** start Dataset excerpts **

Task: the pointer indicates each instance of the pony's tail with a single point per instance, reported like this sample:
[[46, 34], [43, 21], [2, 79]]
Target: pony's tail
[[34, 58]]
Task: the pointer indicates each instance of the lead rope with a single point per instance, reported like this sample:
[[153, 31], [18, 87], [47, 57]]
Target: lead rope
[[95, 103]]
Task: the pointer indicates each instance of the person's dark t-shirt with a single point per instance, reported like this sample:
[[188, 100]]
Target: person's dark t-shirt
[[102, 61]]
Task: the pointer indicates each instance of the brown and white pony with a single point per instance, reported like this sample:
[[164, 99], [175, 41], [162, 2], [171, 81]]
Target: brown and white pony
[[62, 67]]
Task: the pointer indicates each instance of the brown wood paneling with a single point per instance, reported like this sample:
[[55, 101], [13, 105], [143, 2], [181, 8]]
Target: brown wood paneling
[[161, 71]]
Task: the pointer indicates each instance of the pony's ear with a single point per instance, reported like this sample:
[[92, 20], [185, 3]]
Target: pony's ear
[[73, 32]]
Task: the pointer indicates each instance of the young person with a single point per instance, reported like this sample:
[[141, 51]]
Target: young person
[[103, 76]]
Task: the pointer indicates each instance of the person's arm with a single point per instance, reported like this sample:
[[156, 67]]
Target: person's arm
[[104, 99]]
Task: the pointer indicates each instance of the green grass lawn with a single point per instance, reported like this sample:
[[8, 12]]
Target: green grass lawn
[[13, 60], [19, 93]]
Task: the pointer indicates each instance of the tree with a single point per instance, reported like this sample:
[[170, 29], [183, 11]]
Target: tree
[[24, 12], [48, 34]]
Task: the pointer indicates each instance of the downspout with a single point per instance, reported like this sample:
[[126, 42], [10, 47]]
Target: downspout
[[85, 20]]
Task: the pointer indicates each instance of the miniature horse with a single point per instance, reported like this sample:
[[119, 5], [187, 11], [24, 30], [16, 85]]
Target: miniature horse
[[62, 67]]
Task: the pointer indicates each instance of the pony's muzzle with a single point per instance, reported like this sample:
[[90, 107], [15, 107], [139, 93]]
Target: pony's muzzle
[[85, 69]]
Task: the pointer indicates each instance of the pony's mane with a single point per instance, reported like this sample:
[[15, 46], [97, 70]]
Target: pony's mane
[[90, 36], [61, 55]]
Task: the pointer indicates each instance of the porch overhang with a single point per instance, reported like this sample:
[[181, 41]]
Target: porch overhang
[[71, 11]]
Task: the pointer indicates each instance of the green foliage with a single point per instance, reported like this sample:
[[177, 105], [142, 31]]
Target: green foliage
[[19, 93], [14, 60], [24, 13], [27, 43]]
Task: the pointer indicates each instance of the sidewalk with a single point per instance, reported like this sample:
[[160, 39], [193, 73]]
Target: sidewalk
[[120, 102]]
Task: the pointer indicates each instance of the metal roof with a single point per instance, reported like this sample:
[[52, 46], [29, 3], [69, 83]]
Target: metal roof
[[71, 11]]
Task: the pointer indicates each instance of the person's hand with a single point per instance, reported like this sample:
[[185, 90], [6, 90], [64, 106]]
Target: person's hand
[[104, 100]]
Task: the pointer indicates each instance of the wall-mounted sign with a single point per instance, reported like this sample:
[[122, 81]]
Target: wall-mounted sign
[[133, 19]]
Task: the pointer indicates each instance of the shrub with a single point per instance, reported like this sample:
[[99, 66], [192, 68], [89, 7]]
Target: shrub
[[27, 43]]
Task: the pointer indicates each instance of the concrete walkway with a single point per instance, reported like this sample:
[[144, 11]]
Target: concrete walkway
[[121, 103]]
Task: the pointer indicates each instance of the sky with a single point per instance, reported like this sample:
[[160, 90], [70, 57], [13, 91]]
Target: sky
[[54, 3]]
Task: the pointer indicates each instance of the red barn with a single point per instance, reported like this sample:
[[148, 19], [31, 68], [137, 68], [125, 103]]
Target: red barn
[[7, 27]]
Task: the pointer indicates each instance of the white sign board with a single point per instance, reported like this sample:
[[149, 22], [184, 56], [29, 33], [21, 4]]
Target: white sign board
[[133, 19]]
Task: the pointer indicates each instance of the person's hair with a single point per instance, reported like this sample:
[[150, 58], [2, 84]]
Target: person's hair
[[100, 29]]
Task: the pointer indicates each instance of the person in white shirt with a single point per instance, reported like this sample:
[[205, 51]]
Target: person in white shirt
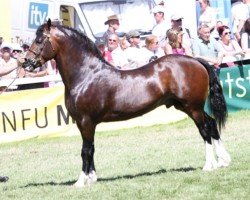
[[133, 52], [152, 49], [119, 58], [161, 25], [208, 14], [7, 62], [176, 24], [240, 13]]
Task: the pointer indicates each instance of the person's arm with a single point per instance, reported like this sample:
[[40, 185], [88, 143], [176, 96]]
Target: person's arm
[[168, 49], [244, 41], [239, 28], [6, 70]]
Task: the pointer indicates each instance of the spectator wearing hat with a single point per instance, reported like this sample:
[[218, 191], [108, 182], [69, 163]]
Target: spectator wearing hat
[[230, 47], [240, 13], [113, 26], [16, 50], [114, 53], [207, 47], [8, 65], [176, 24], [134, 52], [152, 50], [245, 37], [6, 61], [175, 43], [207, 15], [25, 46], [100, 44], [161, 25]]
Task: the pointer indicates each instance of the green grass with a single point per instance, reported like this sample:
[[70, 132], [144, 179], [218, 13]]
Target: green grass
[[158, 162]]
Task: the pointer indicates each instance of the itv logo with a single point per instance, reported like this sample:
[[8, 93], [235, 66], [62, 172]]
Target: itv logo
[[38, 13]]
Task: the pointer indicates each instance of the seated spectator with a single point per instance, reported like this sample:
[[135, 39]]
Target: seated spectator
[[25, 46], [207, 47], [230, 47], [152, 50], [176, 24], [161, 26], [207, 15], [215, 33], [100, 45], [124, 44], [16, 50], [240, 13], [245, 37], [116, 55], [113, 25], [6, 61], [134, 52], [175, 43]]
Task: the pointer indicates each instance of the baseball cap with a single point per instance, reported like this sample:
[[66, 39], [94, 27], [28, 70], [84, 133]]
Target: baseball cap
[[133, 33], [176, 17], [158, 8]]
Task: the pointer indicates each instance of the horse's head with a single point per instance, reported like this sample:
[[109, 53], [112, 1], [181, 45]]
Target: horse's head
[[41, 50]]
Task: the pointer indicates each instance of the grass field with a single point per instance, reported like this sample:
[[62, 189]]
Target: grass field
[[158, 162]]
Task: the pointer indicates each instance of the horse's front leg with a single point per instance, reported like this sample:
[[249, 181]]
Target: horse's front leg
[[88, 174]]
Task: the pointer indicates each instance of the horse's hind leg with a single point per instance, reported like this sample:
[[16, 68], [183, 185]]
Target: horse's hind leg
[[202, 122], [88, 174], [223, 156]]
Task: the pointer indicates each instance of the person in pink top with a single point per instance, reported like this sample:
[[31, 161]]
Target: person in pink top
[[175, 43], [230, 47]]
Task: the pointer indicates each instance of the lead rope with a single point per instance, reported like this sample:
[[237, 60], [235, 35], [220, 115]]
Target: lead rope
[[7, 87]]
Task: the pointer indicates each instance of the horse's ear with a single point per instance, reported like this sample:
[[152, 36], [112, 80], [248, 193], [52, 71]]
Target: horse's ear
[[49, 23]]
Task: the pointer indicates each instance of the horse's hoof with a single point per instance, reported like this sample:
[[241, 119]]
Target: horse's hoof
[[92, 177], [223, 163], [210, 166], [82, 180]]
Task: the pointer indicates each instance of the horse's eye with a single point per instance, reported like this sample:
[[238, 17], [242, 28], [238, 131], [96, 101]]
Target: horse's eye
[[39, 40]]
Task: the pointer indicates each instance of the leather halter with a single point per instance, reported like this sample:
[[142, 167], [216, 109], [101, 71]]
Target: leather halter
[[47, 39]]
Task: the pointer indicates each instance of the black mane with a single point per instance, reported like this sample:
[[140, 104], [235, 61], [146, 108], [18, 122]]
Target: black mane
[[80, 38]]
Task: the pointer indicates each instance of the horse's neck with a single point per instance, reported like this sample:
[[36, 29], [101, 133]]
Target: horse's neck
[[75, 68]]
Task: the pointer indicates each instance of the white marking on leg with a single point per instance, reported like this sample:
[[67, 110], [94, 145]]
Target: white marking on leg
[[92, 177], [223, 157], [210, 163], [82, 180]]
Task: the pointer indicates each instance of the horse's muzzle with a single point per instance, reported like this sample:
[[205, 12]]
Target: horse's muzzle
[[31, 64]]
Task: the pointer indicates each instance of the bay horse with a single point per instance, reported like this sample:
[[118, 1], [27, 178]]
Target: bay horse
[[96, 91]]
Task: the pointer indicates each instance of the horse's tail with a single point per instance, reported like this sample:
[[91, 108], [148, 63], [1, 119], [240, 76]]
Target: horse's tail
[[216, 101]]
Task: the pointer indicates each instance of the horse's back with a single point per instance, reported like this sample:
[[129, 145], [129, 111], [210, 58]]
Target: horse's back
[[184, 76]]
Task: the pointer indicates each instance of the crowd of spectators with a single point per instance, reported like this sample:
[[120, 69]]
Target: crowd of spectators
[[10, 56], [216, 42]]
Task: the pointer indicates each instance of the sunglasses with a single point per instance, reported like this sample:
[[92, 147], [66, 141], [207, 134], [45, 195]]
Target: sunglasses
[[112, 40], [16, 51], [135, 37], [227, 33], [178, 20]]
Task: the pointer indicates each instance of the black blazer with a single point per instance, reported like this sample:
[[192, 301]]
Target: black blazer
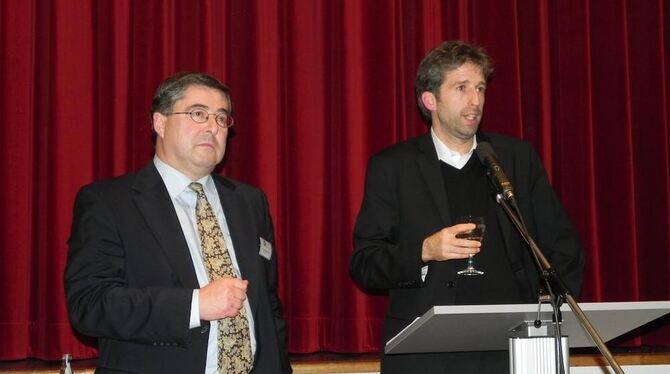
[[405, 201], [129, 277]]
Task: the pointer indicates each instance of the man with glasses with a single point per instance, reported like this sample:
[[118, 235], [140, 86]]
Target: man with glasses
[[173, 267]]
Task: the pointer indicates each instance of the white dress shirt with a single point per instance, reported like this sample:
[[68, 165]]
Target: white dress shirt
[[450, 157], [184, 199]]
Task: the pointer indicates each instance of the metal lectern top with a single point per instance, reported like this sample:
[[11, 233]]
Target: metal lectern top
[[457, 328]]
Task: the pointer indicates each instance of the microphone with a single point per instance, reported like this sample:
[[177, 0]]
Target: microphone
[[488, 157]]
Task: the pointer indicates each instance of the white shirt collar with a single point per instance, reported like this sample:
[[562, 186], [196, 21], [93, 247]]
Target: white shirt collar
[[176, 182], [448, 155]]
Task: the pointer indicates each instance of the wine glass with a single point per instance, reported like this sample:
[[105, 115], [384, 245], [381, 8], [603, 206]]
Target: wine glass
[[475, 234]]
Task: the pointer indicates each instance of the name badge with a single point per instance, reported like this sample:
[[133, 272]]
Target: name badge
[[265, 249]]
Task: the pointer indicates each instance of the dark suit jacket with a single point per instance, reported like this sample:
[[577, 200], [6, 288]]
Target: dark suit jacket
[[129, 278], [405, 201]]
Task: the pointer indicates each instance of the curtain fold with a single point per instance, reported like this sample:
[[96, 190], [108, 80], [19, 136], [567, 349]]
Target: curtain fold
[[318, 87]]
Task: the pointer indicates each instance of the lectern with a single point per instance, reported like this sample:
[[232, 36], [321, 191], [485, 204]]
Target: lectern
[[458, 328]]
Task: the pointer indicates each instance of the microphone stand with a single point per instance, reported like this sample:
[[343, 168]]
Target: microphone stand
[[549, 275]]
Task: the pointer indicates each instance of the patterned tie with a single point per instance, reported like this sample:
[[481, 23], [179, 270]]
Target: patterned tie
[[234, 342]]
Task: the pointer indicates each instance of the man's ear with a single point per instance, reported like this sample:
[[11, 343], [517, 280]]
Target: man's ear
[[429, 100], [158, 123]]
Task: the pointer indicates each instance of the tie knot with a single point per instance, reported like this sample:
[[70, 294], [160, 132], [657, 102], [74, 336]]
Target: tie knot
[[197, 187]]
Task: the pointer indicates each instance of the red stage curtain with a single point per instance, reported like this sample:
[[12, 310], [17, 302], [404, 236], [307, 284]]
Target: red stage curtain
[[319, 86]]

** end Dataset excerpts **

◆ Task instructions: Give the lines of the data as a numbered list, starting at the line containing "Task: the pointer indicates each instance of the red stage" and ending at the end of the data, with blank lines left out.

◆ Problem solution:
1. Task: the pointer indicates each instance of the red stage curtain with a single point per instance, reported like this sample:
2. [[12, 310], [17, 302], [404, 236], [307, 284]]
3. Target: red stage curtain
4. [[319, 86]]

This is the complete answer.